Exercise materials:
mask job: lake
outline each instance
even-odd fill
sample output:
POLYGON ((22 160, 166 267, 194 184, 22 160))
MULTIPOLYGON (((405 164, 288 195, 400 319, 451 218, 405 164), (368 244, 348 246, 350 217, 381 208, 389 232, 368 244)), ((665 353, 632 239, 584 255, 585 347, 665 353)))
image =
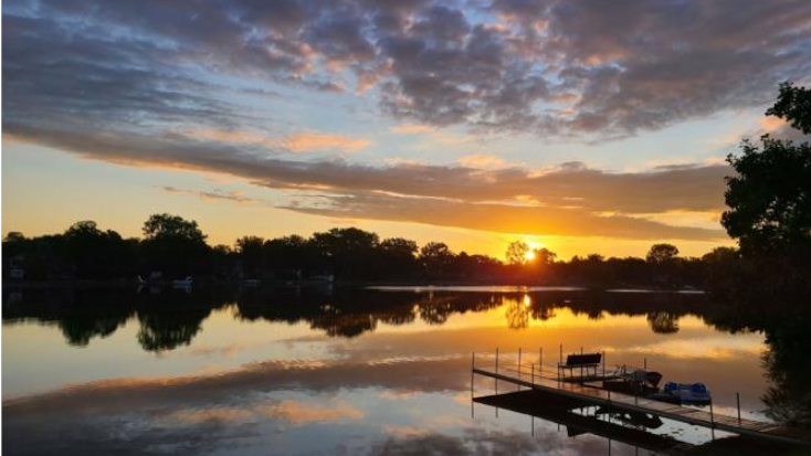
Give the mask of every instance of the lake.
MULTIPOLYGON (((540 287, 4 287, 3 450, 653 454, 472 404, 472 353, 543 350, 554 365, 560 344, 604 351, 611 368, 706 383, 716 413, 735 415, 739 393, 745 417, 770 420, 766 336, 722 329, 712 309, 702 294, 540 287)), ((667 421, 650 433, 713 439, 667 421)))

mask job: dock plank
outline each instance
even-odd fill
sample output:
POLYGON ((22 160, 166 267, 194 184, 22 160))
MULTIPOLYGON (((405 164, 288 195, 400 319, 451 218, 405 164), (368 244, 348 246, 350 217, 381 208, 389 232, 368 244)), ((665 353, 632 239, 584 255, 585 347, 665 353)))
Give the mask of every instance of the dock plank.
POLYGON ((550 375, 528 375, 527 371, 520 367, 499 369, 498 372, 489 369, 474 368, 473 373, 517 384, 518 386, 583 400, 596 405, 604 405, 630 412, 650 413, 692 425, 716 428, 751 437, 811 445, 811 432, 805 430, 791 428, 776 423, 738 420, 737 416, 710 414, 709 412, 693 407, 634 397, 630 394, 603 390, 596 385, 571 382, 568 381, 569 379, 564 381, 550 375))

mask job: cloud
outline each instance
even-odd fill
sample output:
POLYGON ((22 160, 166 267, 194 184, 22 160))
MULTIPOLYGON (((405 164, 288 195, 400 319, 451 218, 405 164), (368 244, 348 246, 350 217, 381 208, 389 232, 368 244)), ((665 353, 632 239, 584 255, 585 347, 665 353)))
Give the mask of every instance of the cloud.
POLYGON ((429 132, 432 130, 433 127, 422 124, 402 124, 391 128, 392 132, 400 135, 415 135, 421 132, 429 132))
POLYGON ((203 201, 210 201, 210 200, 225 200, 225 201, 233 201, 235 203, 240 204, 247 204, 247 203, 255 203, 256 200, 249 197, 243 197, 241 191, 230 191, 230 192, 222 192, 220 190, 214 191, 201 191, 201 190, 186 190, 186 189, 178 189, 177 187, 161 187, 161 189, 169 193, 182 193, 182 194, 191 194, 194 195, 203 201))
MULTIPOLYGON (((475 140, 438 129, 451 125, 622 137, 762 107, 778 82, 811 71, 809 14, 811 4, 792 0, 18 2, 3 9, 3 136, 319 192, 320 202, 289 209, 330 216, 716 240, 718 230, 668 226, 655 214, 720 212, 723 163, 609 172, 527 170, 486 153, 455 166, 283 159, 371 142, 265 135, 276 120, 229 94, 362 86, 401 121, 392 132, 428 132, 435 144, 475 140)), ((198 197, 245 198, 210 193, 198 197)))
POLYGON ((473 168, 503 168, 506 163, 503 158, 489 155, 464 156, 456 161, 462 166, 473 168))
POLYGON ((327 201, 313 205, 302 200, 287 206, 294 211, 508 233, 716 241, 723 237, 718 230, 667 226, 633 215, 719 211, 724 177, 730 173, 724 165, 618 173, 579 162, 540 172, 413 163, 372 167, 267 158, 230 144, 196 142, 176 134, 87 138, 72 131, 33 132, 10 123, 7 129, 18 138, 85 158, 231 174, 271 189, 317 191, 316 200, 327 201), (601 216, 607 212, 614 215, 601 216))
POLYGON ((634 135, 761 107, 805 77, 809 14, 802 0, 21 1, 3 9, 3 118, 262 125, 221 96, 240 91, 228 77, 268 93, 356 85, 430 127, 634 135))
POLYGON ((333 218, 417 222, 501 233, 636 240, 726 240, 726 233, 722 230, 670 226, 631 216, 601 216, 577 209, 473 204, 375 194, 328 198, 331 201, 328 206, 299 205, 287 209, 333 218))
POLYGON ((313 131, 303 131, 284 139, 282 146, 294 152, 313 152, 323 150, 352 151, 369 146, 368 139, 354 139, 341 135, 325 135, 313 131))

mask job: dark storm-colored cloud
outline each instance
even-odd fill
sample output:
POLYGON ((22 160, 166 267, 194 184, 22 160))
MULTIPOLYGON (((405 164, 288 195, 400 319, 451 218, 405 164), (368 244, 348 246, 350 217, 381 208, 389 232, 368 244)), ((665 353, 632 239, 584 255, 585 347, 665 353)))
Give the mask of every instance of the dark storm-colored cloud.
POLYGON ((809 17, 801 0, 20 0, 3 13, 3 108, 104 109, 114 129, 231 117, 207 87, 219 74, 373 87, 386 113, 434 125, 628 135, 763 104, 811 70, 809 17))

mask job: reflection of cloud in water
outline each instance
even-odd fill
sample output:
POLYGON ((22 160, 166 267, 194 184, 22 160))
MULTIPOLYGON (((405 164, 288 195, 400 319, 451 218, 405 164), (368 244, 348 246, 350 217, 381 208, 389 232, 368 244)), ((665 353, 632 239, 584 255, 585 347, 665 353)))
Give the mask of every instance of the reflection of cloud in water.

Exercise instructions:
Rewrite the records from the line that contains "mask job: dark storm-colored cloud" (that line included) through the end of the records, keeping every line and request as it stands but offsetting each polygon coordinate in the answers by adding 104.

Result for this exercise:
mask job: dark storm-colored cloud
outline each instance
even-odd fill
sample output:
POLYGON ((22 160, 166 267, 194 184, 22 160))
MULTIPOLYGON (((405 164, 288 195, 400 319, 451 218, 405 164), (368 244, 348 246, 350 217, 381 208, 389 232, 368 244)), ((665 353, 632 239, 584 255, 585 347, 665 353)))
Give the mask of every instance of the dark storm-colored cloud.
POLYGON ((913 121, 905 104, 124 104, 107 117, 107 212, 208 213, 218 233, 335 221, 311 191, 323 178, 477 191, 490 217, 538 229, 732 239, 867 208, 915 174, 913 121))

mask job: reflection of cloud in water
outline each instance
even-odd fill
sample output:
POLYGON ((22 160, 166 267, 194 184, 22 160))
MULTIPOLYGON (((405 164, 288 195, 400 319, 451 218, 405 164), (368 244, 348 246, 350 217, 381 208, 389 232, 368 244)), ((665 353, 632 239, 584 255, 585 347, 665 353)))
Give the mask of every instance of the reflection of cloud in water.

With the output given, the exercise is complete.